- [WRITTEN REQUEST]: Return the entries verbatim, starting at the line that contains "If you could mark the vegetation" and ending with the last line of the entries, both included.

- [GIVEN INFORMATION]:

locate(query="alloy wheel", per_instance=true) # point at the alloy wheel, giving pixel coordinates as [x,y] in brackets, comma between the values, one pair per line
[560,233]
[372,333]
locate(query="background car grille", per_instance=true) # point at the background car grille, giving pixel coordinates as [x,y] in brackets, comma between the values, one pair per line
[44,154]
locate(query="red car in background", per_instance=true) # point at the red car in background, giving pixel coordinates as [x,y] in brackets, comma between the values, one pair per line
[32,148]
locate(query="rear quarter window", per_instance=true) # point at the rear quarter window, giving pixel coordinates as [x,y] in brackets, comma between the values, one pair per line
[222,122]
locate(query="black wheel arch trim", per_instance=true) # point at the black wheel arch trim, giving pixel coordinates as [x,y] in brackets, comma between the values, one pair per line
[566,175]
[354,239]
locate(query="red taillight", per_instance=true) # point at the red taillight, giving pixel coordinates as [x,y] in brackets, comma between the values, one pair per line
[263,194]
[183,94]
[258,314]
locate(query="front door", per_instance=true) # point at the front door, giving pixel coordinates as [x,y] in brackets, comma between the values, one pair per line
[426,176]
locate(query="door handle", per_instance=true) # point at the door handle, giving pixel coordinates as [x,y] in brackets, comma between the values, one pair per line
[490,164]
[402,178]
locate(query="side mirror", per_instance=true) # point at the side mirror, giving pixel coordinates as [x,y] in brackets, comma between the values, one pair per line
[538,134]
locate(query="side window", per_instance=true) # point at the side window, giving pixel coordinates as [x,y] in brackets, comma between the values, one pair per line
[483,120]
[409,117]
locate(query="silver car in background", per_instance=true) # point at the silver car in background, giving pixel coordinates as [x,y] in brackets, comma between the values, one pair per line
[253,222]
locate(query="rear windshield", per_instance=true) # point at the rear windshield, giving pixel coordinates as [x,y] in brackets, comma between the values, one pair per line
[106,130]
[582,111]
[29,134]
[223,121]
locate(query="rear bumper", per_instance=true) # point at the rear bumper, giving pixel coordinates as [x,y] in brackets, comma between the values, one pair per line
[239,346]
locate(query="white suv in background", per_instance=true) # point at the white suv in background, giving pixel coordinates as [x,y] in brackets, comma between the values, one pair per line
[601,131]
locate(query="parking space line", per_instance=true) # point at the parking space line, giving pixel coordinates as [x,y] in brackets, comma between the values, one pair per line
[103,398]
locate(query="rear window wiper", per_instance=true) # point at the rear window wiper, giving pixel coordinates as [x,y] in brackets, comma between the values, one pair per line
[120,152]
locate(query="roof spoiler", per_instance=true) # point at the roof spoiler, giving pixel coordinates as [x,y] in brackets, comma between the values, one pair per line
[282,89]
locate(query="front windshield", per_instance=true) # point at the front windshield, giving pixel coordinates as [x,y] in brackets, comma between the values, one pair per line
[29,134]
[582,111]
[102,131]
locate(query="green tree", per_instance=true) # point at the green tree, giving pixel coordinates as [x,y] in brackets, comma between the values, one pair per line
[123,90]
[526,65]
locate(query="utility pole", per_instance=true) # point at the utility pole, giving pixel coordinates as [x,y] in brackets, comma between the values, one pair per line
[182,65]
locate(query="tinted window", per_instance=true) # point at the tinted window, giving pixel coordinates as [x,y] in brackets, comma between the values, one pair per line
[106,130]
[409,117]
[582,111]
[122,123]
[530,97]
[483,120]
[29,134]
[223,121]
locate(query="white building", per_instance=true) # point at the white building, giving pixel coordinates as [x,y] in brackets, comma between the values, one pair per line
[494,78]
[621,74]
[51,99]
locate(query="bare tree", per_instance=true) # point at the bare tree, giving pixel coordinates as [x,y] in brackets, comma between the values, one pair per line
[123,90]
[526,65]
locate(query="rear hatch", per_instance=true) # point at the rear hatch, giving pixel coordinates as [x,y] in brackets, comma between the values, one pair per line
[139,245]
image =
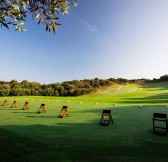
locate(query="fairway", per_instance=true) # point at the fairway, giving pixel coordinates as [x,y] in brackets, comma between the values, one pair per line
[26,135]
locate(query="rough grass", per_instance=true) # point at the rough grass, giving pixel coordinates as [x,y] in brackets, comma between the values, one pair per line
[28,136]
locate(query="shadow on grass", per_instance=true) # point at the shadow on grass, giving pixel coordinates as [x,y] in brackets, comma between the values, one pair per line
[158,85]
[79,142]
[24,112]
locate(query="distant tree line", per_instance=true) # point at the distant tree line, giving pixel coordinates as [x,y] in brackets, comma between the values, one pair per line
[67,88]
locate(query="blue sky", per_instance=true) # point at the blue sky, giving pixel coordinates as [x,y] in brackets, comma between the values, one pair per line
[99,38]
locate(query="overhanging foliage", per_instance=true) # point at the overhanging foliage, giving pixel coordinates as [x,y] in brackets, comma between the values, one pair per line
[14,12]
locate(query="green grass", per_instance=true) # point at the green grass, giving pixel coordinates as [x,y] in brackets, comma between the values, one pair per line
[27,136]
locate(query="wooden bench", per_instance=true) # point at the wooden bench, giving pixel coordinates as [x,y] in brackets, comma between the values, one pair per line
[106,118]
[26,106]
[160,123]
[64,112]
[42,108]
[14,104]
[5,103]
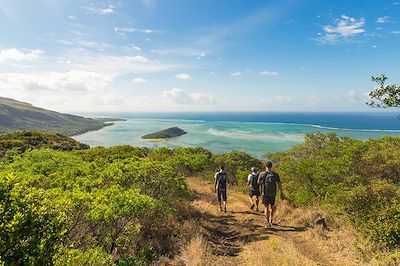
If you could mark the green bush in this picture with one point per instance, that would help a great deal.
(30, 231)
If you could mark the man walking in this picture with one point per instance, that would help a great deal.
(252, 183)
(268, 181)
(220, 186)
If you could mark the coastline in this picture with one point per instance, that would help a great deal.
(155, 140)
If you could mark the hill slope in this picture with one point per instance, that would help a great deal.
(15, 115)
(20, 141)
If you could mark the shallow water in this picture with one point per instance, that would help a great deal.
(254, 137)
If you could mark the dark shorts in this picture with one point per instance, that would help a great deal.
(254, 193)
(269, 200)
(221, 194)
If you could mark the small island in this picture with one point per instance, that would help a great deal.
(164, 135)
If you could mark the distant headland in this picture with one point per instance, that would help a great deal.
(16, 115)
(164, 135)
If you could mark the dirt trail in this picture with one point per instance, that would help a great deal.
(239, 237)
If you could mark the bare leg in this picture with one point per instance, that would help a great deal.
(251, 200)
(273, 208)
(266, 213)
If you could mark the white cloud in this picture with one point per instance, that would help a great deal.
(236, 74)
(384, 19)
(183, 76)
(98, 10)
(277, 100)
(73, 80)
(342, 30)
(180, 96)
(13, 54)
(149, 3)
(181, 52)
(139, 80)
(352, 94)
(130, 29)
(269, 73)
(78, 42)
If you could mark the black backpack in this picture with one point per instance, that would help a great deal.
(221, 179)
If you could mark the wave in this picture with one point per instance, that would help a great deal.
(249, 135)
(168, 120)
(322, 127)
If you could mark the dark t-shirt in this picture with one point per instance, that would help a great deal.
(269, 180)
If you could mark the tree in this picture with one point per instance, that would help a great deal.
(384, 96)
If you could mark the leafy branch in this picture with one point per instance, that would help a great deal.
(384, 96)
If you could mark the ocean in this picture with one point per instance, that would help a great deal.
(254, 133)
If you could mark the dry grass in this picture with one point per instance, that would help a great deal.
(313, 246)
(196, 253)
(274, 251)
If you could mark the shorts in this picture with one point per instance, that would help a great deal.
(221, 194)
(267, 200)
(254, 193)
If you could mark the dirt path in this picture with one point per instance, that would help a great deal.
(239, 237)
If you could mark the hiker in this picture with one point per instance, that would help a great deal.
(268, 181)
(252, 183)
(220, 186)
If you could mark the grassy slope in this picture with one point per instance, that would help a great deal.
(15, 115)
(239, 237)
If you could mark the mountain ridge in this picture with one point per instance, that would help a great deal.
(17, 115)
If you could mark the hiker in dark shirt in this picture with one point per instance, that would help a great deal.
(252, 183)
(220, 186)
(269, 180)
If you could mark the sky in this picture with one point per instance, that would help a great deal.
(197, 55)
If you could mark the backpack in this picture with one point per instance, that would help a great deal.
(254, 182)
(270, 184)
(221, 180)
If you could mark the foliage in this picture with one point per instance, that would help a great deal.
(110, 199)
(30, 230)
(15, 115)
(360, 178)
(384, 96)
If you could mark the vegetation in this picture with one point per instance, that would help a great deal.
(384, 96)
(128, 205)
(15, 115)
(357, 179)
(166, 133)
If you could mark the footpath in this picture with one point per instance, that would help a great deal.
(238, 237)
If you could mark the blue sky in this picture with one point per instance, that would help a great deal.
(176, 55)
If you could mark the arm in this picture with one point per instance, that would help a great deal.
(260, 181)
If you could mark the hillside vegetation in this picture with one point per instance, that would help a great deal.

- [REPLY]:
If you could mark the vegetation in this picture with one point per instance, that would help a great deal.
(384, 96)
(128, 205)
(15, 115)
(357, 179)
(166, 133)
If you could mark the footpath in this picture with one point per instance, that would help a great deal.
(238, 237)
If you could mark the blue sky in this picture with one point per instance, that would help a great deal.
(176, 55)
If you could mark the arm in this picture with one point per instance, that would help a great deal.
(260, 181)
If you could mark the hillside vegetation in this picture with one point per instance, that would help a great deal.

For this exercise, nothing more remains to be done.